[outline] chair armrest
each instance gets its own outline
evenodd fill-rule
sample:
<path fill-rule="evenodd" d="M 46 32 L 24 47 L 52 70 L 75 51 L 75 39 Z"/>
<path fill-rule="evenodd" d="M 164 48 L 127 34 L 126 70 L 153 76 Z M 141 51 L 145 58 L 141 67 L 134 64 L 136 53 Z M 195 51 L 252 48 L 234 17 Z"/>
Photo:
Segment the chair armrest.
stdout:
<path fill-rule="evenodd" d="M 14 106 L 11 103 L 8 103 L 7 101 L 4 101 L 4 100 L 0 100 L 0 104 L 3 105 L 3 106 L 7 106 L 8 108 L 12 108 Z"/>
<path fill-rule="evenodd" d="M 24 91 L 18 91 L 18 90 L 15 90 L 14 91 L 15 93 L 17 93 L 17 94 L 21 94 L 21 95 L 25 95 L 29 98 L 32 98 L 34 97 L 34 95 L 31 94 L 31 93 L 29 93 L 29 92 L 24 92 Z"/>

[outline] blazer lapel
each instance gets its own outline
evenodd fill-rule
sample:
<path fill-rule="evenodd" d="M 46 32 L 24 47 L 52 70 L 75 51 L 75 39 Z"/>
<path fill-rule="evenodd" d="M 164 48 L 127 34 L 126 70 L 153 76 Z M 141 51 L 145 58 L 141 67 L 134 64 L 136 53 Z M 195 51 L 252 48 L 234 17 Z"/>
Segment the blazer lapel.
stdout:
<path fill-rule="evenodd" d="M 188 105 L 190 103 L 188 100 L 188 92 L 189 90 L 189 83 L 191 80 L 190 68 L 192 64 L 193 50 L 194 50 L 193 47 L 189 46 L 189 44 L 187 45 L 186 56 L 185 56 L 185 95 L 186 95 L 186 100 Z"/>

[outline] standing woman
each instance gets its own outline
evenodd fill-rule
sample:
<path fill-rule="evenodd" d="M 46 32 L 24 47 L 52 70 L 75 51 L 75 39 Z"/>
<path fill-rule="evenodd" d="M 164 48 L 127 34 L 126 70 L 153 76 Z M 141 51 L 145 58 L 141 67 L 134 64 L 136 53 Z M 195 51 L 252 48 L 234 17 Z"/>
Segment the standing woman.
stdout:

### Task prompt
Count the lines above that contain the string "lapel", treating case as significant, and give only the number.

### Finished exercise
2